▶ _WRITTEN EXERCISE_: Look for the line containing "Could you provide the mask of every instance of the grass" in the listing below. Retype that line and every subsequent line through the last one, and only those.

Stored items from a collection
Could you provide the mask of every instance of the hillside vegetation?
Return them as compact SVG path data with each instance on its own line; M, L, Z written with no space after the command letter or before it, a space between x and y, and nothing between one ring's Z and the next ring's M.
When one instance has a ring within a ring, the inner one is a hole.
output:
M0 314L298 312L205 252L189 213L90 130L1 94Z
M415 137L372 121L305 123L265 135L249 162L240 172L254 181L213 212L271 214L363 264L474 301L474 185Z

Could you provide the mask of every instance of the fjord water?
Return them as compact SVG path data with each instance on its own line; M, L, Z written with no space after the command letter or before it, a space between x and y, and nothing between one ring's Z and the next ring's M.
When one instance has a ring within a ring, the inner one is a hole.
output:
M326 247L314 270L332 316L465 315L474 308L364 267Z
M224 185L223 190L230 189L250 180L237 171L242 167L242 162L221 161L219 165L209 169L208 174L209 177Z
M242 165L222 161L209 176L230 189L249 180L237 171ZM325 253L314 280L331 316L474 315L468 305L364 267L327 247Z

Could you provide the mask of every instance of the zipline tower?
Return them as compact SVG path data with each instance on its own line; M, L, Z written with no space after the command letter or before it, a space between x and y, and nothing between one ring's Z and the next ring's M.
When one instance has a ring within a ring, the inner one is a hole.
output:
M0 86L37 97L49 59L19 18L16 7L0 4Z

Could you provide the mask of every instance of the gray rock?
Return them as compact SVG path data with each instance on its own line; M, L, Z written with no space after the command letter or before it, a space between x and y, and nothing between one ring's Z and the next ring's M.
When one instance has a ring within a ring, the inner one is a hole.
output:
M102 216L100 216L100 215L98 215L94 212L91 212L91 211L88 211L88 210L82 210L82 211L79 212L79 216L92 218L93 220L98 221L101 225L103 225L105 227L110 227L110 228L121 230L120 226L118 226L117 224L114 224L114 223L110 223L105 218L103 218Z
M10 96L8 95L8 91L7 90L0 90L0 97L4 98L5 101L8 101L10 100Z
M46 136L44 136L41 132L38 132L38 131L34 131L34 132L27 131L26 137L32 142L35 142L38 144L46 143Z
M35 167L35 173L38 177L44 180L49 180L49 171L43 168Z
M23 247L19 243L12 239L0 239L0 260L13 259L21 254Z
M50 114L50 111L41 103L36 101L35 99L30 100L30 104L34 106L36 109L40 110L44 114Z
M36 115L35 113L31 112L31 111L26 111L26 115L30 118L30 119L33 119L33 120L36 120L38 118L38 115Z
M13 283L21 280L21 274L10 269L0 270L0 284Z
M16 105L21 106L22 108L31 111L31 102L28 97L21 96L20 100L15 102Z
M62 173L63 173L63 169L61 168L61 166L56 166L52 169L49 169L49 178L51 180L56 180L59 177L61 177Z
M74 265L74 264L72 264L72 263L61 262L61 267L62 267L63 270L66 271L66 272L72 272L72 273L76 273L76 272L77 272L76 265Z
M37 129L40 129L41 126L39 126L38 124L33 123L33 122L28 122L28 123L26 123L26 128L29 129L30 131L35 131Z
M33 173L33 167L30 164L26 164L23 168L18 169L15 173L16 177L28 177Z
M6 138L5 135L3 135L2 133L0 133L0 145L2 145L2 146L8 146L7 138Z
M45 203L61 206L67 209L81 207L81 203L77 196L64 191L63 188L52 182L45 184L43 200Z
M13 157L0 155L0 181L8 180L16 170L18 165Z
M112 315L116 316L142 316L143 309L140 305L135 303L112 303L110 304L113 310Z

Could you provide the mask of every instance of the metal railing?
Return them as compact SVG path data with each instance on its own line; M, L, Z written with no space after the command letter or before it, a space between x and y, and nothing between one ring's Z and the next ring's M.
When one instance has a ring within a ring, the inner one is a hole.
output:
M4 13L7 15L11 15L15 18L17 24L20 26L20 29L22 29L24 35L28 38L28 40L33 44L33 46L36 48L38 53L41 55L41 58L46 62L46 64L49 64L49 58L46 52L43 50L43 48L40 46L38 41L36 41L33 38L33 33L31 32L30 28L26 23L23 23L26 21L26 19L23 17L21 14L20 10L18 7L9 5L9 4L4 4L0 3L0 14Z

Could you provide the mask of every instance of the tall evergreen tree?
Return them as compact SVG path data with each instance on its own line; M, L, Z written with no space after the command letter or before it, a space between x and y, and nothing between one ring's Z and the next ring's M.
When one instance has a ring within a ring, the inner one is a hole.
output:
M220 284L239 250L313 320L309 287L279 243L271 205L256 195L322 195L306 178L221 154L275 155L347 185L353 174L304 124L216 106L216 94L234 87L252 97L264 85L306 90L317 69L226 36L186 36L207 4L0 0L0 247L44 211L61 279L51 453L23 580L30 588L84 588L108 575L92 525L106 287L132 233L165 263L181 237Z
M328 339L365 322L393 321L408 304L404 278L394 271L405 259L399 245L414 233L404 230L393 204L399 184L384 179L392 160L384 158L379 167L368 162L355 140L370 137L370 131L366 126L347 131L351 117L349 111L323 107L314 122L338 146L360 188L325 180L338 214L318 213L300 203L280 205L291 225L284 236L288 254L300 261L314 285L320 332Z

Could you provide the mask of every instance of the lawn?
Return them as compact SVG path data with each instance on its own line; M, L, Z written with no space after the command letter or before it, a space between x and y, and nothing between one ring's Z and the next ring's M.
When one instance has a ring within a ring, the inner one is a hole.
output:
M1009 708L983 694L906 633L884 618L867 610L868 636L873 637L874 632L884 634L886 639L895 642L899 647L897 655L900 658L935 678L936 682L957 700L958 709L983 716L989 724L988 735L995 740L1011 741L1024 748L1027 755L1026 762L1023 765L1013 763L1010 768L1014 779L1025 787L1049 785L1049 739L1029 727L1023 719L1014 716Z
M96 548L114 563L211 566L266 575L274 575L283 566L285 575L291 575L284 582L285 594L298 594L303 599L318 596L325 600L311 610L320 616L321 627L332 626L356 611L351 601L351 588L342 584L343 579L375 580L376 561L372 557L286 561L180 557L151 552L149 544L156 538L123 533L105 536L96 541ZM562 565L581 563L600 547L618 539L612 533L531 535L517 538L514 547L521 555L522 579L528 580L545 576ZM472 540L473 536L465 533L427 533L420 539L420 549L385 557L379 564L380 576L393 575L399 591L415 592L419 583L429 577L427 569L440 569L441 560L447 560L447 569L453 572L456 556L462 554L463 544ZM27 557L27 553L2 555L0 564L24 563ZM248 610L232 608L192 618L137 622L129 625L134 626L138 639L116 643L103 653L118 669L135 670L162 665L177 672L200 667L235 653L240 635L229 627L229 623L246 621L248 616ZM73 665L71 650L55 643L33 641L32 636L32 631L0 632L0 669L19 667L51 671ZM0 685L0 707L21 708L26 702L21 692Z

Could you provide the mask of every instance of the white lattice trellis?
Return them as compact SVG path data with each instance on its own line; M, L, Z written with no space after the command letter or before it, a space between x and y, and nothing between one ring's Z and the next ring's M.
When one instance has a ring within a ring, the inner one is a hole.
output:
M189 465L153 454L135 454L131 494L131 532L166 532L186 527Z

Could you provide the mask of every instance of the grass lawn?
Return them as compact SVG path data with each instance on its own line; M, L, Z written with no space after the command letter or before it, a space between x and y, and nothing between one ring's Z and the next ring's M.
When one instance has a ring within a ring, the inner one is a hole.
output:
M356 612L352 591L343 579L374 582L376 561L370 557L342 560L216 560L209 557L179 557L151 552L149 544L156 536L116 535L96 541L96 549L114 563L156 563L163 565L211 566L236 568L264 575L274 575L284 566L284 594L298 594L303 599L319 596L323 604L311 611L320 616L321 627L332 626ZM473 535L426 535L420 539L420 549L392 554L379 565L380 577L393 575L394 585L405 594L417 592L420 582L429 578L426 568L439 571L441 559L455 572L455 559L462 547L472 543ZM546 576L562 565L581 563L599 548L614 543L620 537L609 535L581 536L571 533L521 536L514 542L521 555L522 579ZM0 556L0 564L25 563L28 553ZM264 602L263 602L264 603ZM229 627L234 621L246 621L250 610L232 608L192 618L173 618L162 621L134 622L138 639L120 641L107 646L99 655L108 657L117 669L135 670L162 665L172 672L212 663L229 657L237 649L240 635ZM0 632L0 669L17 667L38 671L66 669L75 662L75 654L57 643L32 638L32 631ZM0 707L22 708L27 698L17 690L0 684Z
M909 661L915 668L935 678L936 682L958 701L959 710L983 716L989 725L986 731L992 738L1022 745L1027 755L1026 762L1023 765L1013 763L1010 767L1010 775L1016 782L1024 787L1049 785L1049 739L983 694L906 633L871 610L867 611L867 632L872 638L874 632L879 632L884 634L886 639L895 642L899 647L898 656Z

▶ _EXPECTED ANSWER_:
Could you provide the mask of every instance of the grass lawn?
Return them as compact SVG path data with each instance on its own line; M, L, Z written with no space after the command letter or before it, a space between x and y, and nothing between one ring's Z and the next ring's M.
When one instance has a ring within a ring, the inner one is a hole.
output:
M356 612L352 591L343 579L374 582L376 561L370 557L342 560L216 560L209 557L179 557L151 552L149 544L156 536L116 535L96 541L96 549L114 563L156 563L163 565L211 566L236 568L264 575L274 575L284 566L284 594L298 594L303 599L319 596L323 604L311 611L320 616L321 627L332 626ZM473 535L426 535L420 539L420 549L392 554L379 565L380 577L393 575L394 585L405 594L417 592L420 582L429 578L426 568L439 571L441 559L455 572L455 559L462 547L472 543ZM546 576L562 565L581 563L599 548L614 543L620 537L609 535L581 536L571 533L521 536L514 542L521 555L522 579ZM0 556L0 564L25 563L28 553ZM264 602L263 602L264 603ZM229 627L234 621L246 621L250 610L232 608L192 618L173 618L162 621L134 622L138 639L120 641L107 646L99 655L108 657L117 669L135 670L162 665L172 672L212 663L229 657L237 649L240 635ZM0 632L0 669L17 667L38 671L66 669L75 662L75 654L57 643L32 638L32 631ZM0 707L22 708L27 698L17 690L0 684Z
M909 661L915 668L935 678L936 682L958 701L959 710L983 716L989 725L986 731L992 738L1022 745L1027 755L1026 762L1023 765L1013 763L1010 767L1010 775L1016 782L1024 787L1049 785L1049 739L983 694L906 633L871 610L867 611L867 632L872 638L874 632L879 632L884 634L886 639L895 642L899 647L898 656Z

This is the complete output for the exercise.